● Soal Latihan 1: Sajikan baris-baris dalam catatan sebagai daftar bernomor tanpa baris kosong, mulai dari baris yang memuat "Query: smooth pale bark" sampai akhir catatan.

● Teks Halaman:
◆ ◆ ◆

Apa arti kita hidup di dunia? Dunia tempat kita mempersiapkan diri untuk akhirat. Sebagai tempat persiapan, dunia pasti akan kita tinggalkan. Ibarat terminal, kita transit di dalamnya sejenak, sampai waktu yang ditentukan, setelah itu kita tinggalkan dan melanjutkan perjalanan lagi.
Dalam Al-Qur'an dijelaskan bahwa dunia itu bukan tujuan, sebagaimana firman-Nya,
وَابْتَغِ فِيمَا آتَاكَ اللَّهُ الدَّارَ الْآخِرَةَ
Dan carilah (kebahagaian) akhirat, yang telah Allah sediakan untukmu, tapi jangan lupa bahagianmu dari kenikmatan dunia. (QS. Al Qasas: 77)
Terlihat dengan jelas disini bahwa yang harus kita kejar sebagai Muslim adalah kebahagiaan hidup akhirat. Mengapa? Karena di sanalah letak kehidupan abadi. Tidak ada mati lagi setelah itu. Karenanya dalam ayat yang lain Allah berfirman,
وَإِنَّ الدَّارَ الْآخِرَةَ لَهِيَ الْحَيَوَانُ
"wainnad daarul aakhirata lahiyal hayawan" (dan sesunguhnya akhirat itulah kehidupan yang sebenarnya) (QS. Al Ankabut: 64)
Bila demikian setelah kita tahu tabiat dunia ibarat terminal persinggahan, mengapa kita terlalu banyak menghabiskan waktu hidup kita untuk keperluan dunia? Di akui atau tidak, dari 24 jam jatah usia kita dalam sehari, bisa dikatakan hanya beberapa persen saja yang kita gunakan untuk persiapan akhirat. Selebihnya bisa dipastikan terkuras habis oleh kegiatan yang berputar-putar di sekitar masalah dunia.
Mari kita renungkan, betapa tak terhingga nikmat Allah, setiap saat mengalir dalam tubuh kita. Tapi mengapa kita lalaikan itu semua. Detakan jantung tidak pernah berhenti. Kedipan mata yang tak terhitung berapa kali dalam sehari, selalu kita nikmati. Tapi kita sengaja melupakan hal itu. Kita sering mudah berterima kasih kepada seorang yang berjasa kepada kita, sementara kepada Allah yang senantiasa memanjakan kita dengan nikmat-nikmat-Nya, kita sering kali memalingkan wajah.

◆ ◆ ◆

● Data untuk Diolah:
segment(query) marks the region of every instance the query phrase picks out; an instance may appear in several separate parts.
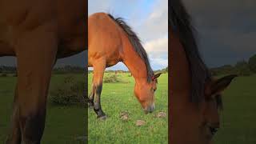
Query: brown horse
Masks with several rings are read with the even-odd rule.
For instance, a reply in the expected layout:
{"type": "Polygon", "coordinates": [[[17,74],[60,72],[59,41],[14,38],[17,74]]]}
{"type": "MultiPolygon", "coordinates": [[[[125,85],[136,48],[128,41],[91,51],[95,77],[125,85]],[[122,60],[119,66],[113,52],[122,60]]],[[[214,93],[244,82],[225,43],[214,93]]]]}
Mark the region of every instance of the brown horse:
{"type": "Polygon", "coordinates": [[[94,76],[89,103],[98,118],[106,118],[100,96],[106,67],[122,62],[135,78],[134,94],[146,112],[154,110],[154,92],[157,78],[139,38],[121,18],[96,13],[88,19],[88,64],[94,67],[94,76]]]}
{"type": "Polygon", "coordinates": [[[236,75],[214,80],[199,56],[190,16],[170,2],[170,143],[208,144],[219,128],[220,93],[236,75]]]}
{"type": "Polygon", "coordinates": [[[40,143],[57,58],[86,50],[86,0],[0,0],[0,56],[16,56],[18,83],[6,143],[40,143]]]}

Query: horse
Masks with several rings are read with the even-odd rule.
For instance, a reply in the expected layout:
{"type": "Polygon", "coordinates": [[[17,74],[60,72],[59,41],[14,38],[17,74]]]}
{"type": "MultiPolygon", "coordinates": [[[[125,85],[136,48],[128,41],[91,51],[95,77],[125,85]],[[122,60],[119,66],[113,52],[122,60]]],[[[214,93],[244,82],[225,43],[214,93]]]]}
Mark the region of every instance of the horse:
{"type": "Polygon", "coordinates": [[[86,48],[86,0],[0,0],[0,56],[17,57],[18,82],[6,143],[40,143],[51,70],[86,48]]]}
{"type": "Polygon", "coordinates": [[[220,126],[222,92],[237,75],[214,78],[201,58],[191,18],[180,0],[169,2],[170,143],[209,144],[220,126]]]}
{"type": "Polygon", "coordinates": [[[135,79],[134,94],[146,113],[154,106],[157,78],[147,54],[137,34],[122,18],[110,14],[95,13],[88,18],[88,66],[94,68],[89,106],[97,118],[106,118],[101,106],[102,79],[106,67],[123,62],[135,79]]]}

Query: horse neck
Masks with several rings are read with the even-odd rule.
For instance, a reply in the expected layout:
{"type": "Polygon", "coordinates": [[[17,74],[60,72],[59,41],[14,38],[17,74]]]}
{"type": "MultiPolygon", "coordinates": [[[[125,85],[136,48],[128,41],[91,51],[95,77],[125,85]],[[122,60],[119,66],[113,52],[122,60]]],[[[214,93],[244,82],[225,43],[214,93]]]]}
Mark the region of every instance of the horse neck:
{"type": "Polygon", "coordinates": [[[127,38],[123,41],[122,62],[128,67],[136,82],[147,82],[145,62],[138,56],[127,38]]]}
{"type": "MultiPolygon", "coordinates": [[[[189,63],[186,56],[185,50],[178,37],[170,30],[170,90],[174,94],[180,93],[190,94],[190,74],[189,63]]],[[[187,101],[187,97],[184,97],[184,101],[187,101]]]]}

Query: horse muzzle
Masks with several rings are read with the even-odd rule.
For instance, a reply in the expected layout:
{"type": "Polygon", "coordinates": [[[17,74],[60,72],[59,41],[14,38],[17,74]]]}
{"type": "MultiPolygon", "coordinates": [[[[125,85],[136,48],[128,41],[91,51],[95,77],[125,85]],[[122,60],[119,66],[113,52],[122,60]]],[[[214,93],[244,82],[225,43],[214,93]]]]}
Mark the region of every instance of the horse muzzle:
{"type": "Polygon", "coordinates": [[[153,104],[153,105],[147,106],[146,108],[144,108],[144,111],[146,114],[152,113],[154,110],[154,109],[155,109],[154,104],[153,104]]]}

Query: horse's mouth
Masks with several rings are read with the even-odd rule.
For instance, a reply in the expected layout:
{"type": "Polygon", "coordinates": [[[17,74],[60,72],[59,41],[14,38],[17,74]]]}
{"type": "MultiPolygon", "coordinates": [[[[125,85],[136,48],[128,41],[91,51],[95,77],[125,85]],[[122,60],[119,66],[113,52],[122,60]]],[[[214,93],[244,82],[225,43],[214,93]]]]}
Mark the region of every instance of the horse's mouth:
{"type": "Polygon", "coordinates": [[[149,114],[149,113],[152,113],[154,110],[154,105],[151,105],[146,108],[144,108],[144,112],[145,114],[149,114]]]}

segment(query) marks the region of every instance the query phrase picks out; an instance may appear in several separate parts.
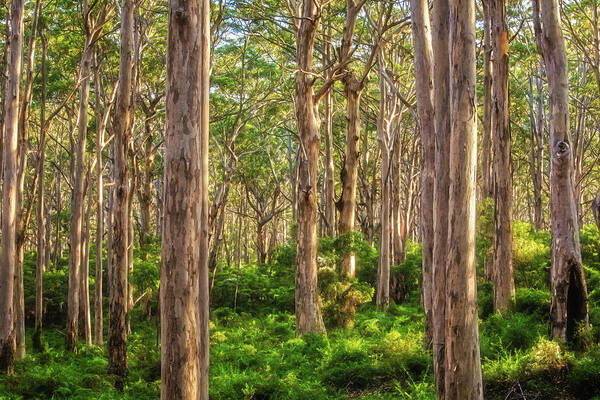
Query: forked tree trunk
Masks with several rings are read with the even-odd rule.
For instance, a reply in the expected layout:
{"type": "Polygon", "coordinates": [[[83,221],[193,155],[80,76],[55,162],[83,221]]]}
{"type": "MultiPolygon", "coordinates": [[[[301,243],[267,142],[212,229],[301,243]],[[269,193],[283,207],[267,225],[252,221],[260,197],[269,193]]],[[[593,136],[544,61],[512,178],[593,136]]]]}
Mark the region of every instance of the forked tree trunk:
{"type": "Polygon", "coordinates": [[[445,397],[446,377],[446,255],[450,185],[450,64],[448,0],[433,7],[433,100],[435,116],[435,181],[433,187],[433,367],[438,400],[445,397]]]}
{"type": "Polygon", "coordinates": [[[22,0],[12,0],[10,61],[4,100],[3,186],[2,186],[2,251],[0,252],[0,372],[11,375],[15,359],[14,274],[17,216],[17,145],[19,134],[19,83],[23,47],[22,0]]]}
{"type": "Polygon", "coordinates": [[[492,130],[494,148],[494,310],[508,310],[515,297],[512,261],[512,165],[508,98],[506,0],[490,3],[493,46],[492,130]]]}
{"type": "Polygon", "coordinates": [[[129,168],[127,155],[132,130],[133,0],[123,0],[119,87],[115,103],[114,199],[109,275],[108,372],[117,376],[121,389],[127,377],[127,273],[129,246],[129,168]]]}
{"type": "Polygon", "coordinates": [[[589,321],[569,132],[567,54],[558,0],[534,0],[533,17],[550,95],[550,218],[553,233],[550,318],[552,336],[566,342],[573,339],[579,324],[589,329],[589,321]]]}
{"type": "Polygon", "coordinates": [[[161,399],[208,400],[210,2],[169,1],[161,399]]]}
{"type": "Polygon", "coordinates": [[[321,11],[316,2],[302,2],[296,32],[296,120],[300,140],[298,154],[296,258],[296,335],[325,332],[317,286],[317,168],[319,165],[319,120],[313,98],[312,76],[315,34],[321,11]]]}
{"type": "Polygon", "coordinates": [[[435,132],[433,114],[433,50],[429,5],[426,0],[411,0],[411,19],[415,48],[415,78],[418,126],[421,133],[421,243],[422,288],[425,309],[424,345],[433,339],[433,187],[435,179],[435,132]]]}
{"type": "Polygon", "coordinates": [[[69,231],[69,298],[67,305],[67,332],[65,346],[68,351],[77,352],[79,291],[81,288],[81,242],[83,230],[83,197],[84,197],[84,164],[85,143],[88,122],[88,99],[90,95],[90,63],[92,57],[91,37],[86,38],[85,47],[79,64],[80,75],[83,77],[79,87],[79,124],[77,141],[75,143],[75,166],[73,176],[73,191],[71,197],[71,223],[69,231]]]}
{"type": "Polygon", "coordinates": [[[445,395],[447,399],[483,400],[475,271],[475,0],[450,2],[449,27],[451,184],[445,395]]]}

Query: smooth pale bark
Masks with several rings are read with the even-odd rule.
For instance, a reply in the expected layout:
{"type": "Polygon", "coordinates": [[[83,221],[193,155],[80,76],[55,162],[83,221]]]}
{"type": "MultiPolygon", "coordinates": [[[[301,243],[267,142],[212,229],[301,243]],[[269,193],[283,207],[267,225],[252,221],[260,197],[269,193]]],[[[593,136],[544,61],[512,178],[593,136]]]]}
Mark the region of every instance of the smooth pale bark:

◆ ◆ ◆

● Soal Latihan 2: Menurut teks halaman, ayat mana yang dikutip untuk menyatakan bahwa akhirat adalah kehidupan yang sebenarnya?

● Pembahasan Jawaban 1:
1. Query: smooth pale bark
2. Masks with several rings are read with the even-odd rule.
3. For instance, a reply in the expected layout:
4. {"type": "Polygon", "coordinates": [[[83,221],[193,155],[80,76],[55,162],[83,221]]]}
5. {"type": "MultiPolygon", "coordinates": [[[[301,243],[267,142],[212,229],[301,243]],[[269,193],[283,207],[267,225],[252,221],[260,197],[269,193]]],[[[593,136],[544,61],[512,178],[593,136]]]]}
6. Mark the region of every instance of the smooth pale bark:

● Pembahasan Jawaban 2: QS. Al Ankabut: 64.